Direction: Make an exact copy of all the records.

::::

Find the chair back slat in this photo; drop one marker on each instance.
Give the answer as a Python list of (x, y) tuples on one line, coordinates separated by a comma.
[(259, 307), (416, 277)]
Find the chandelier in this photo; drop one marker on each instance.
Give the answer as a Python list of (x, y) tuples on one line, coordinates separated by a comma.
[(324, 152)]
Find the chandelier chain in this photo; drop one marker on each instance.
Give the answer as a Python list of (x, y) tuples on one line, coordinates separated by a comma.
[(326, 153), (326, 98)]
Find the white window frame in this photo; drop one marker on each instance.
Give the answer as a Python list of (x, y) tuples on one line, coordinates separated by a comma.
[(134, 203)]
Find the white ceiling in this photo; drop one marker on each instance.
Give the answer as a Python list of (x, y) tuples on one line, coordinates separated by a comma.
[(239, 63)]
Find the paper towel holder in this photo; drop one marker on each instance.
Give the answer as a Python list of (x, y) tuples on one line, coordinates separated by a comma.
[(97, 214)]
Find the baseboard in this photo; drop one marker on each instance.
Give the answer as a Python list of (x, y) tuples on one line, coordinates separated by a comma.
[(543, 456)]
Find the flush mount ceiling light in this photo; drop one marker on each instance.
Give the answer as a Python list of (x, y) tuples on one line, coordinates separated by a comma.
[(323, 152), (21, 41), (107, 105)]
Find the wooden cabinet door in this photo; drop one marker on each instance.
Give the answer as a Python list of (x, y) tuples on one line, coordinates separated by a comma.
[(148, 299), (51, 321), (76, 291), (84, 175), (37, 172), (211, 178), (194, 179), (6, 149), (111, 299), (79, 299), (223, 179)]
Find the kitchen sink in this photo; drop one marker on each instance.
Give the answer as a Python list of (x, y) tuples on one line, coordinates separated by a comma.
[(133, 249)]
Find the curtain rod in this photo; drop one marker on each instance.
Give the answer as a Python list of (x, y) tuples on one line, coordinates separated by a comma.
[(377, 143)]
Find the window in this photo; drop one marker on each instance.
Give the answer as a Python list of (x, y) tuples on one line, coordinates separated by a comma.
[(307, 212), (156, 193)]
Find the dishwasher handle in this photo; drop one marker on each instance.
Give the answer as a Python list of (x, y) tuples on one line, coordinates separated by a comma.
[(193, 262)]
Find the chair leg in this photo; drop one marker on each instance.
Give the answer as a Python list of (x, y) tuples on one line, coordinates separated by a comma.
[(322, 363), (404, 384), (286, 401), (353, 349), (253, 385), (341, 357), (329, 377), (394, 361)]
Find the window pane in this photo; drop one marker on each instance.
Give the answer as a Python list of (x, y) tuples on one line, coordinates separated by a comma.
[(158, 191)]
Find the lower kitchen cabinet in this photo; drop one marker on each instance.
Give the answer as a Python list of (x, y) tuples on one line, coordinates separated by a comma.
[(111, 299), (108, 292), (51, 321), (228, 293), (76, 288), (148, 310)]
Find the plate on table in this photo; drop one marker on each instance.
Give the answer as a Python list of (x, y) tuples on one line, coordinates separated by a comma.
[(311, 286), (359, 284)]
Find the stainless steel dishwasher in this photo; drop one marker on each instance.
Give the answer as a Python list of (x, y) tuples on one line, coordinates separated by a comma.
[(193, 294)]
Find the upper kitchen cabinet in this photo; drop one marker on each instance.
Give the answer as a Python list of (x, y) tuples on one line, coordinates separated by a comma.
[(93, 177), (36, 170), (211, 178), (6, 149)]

::::

Full output:
Find the chair back slat in this photo; drop one marker on each instance.
Give the answer as a Python list of (x, y) tuples on one line, coordinates separated by a comma.
[(259, 307), (416, 277)]
Find the chandelier in this photo; drop one marker on each instance.
Give the answer as a Python list of (x, y) tuples on one line, coordinates separated by a comma.
[(324, 152)]
Find the chandelier chain in this photo; drop one marker on each instance.
Give the answer as a Python list of (x, y) tuples on one line, coordinates separated by a comma.
[(326, 153), (326, 98)]
Find the white window frame in this photo; drop one marker on each instance.
Give the answer as a Python list of (x, y) tuples on one line, coordinates separated by a comma.
[(134, 203)]
Find the white ceiling in this photo; drop one marker on each instance.
Give the answer as a Python list of (x, y) tuples on one line, coordinates separated by a comma.
[(239, 63)]
Find the paper towel holder in this photo; drop one marker on each instance.
Give the answer as a Python list of (x, y) tuples on one line, coordinates separated by a comma.
[(97, 214)]
Find the baseboard in this photo; drop one marker on each instance.
Give the answer as a Python list of (x, y) tuples on one line, coordinates separated by a comma.
[(543, 456)]
Find the flush mount ceiling light in this photo; drop one marker on each instance.
Give the answer as a Python list of (x, y) tuples on one line, coordinates separated by a comma.
[(323, 152), (21, 41), (107, 105)]
Find the wooden cabinet door in this photo; drop one marker on each instance.
Give the answer as a Python list of (x, y) tuples on one line, coordinates separated by a comma.
[(148, 299), (51, 321), (76, 291), (84, 175), (37, 172), (211, 178), (194, 179), (6, 149), (111, 299), (79, 299), (223, 179)]
Find the kitchen sink in this photo; drop one marker on each instance.
Give the answer as a Python list of (x, y) tuples on one line, coordinates separated by a comma.
[(133, 249)]
Find the curtain rod in this photo; drop one marker on each instance.
Give the answer as a Python list of (x, y) tuples on one line, coordinates separated by a comma.
[(377, 143)]
Find the window in this photo; drop one marker on each instance.
Give the answer as a Python list of (x, y) tuples on one line, coordinates separated by a comma.
[(307, 212), (156, 193)]
Find the dishwasher handle in this photo; drop one marker on each instance.
Give the answer as a Python list of (x, y) tuples on one line, coordinates separated by a comma.
[(193, 262)]
Find the chair leg in this photo; drop one marker on each instance.
Give the answer as a Python list of (x, y) tuples on one line, coordinates separated by a comma.
[(322, 363), (404, 384), (286, 401), (353, 349), (253, 385), (341, 357), (329, 377), (394, 361)]
Find the window pane in this photo; drop one marker on each instance.
Give the answer as a Python list of (x, y) tuples on one line, coordinates separated by a comma.
[(158, 191)]
Find the lower kitchen cabinet in this photo; drop one marker on each instance.
Give the answer as a Python list of (x, y) tuples on one line, coordinates separated by a comma.
[(111, 299), (108, 292), (51, 321), (228, 293), (76, 288), (148, 310)]
Find the plate on table in this photo; drop one marker on each instance.
Give the answer as a Python list of (x, y) tuples on one line, coordinates separated by a comma.
[(311, 286), (359, 284)]
Find the stainless steel dishwasher in this photo; drop one marker on each instance.
Give the answer as a Python list of (x, y) tuples on one line, coordinates separated by a comma.
[(193, 294)]
Find the upper kitchen cabinet in this photo; drop one marker on each instance.
Give the answer as a Python list of (x, y) tuples on one line, coordinates separated by a comma.
[(93, 177), (36, 170), (211, 178), (6, 149)]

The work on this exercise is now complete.